[Extracted data entries]

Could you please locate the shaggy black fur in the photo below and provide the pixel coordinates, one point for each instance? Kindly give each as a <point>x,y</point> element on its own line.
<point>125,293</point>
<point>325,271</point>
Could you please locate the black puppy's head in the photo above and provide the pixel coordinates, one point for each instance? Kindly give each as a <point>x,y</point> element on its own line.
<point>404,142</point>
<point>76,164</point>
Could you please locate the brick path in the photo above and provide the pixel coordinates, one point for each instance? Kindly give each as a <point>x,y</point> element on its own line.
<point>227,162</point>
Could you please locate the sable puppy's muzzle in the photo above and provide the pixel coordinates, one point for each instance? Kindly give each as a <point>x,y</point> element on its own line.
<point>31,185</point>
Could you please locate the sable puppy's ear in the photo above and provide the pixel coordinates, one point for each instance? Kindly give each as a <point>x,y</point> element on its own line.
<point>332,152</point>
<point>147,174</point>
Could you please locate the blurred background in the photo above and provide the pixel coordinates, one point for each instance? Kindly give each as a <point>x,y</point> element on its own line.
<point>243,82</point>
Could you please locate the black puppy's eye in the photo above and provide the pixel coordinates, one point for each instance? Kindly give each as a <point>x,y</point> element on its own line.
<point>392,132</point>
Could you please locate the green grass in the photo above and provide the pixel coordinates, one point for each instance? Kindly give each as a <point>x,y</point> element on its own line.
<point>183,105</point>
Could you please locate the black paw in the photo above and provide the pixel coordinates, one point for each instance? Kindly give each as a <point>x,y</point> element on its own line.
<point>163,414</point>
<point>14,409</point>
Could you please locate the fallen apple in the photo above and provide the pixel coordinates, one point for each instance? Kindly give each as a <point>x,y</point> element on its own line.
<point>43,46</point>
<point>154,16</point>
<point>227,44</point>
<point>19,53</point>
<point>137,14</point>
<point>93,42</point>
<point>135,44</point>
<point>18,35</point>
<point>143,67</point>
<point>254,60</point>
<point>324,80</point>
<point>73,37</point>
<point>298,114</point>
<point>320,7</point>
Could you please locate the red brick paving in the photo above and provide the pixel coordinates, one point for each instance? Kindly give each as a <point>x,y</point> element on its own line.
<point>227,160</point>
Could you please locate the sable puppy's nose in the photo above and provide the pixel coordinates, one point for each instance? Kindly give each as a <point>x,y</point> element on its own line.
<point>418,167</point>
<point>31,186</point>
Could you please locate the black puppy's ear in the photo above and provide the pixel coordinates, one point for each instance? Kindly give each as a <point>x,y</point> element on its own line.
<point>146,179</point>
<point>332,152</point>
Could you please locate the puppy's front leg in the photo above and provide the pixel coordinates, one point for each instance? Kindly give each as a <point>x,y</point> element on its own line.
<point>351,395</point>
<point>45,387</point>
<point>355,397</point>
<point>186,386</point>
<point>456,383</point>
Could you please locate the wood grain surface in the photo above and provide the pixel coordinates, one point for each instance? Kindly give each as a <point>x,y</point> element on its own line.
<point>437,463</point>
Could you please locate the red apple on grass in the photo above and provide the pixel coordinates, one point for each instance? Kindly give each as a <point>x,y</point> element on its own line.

==

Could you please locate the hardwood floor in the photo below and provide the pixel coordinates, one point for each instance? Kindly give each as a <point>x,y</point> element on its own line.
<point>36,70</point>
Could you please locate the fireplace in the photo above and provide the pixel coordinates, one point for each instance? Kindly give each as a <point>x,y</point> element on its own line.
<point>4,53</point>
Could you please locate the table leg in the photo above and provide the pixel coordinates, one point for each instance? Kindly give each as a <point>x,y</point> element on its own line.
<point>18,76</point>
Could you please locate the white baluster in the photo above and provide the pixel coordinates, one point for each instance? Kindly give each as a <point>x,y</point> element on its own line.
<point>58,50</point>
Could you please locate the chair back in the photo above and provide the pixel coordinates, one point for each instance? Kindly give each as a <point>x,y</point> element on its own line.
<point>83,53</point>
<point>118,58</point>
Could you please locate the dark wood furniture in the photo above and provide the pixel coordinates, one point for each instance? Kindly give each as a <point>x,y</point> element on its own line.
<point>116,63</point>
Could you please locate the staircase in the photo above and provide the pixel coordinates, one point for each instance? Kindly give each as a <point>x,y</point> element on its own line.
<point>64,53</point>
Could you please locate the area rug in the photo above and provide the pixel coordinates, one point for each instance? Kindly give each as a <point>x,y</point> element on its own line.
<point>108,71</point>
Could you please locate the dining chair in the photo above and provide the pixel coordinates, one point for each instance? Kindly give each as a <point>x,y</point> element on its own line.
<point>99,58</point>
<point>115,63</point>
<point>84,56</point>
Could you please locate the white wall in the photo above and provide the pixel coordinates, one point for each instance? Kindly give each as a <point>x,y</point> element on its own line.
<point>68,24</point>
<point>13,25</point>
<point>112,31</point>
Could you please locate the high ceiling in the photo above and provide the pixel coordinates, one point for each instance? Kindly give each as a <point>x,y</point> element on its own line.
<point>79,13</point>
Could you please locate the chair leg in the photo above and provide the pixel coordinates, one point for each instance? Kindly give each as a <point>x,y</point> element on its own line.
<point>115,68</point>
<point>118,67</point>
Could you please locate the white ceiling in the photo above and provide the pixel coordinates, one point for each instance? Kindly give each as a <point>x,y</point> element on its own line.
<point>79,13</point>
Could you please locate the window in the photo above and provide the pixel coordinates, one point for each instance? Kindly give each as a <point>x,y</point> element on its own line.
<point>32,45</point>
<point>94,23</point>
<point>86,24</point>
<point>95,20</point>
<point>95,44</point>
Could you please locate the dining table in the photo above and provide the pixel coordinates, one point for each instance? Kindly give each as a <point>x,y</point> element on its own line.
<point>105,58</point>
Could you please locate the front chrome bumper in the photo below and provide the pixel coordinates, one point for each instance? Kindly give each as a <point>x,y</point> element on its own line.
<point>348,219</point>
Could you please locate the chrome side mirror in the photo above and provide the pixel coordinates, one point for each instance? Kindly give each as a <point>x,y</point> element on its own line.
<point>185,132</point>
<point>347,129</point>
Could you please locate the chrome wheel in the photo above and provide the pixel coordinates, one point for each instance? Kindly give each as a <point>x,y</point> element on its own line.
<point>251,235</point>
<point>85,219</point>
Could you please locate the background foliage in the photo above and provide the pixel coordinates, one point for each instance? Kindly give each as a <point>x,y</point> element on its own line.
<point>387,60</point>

### YOUR INSTRUCTIONS:
A word-for-word copy of the lines above from the one with "Could you please locate the puppy's" through the one with "Could you please locate the red apple", inclusive, is the only output wanted.

### RESPONSE AREA:
Could you please locate the puppy's front leg in the photo above and provide the pixel coordinates, one point for each instance? Kindly give each as a <point>x,y</point> element on its own line.
<point>351,395</point>
<point>45,387</point>
<point>355,397</point>
<point>186,386</point>
<point>456,383</point>
Could you please locate the wood grain surface in the photo above and provide the pixel coordinates, one point for each instance? Kindly give each as a <point>x,y</point> element on its own line.
<point>437,463</point>
Could you please locate the red apple on grass in the photo above and provide the pixel coordinates, one point for each instance? Kindly give each as a <point>x,y</point> element on its own line.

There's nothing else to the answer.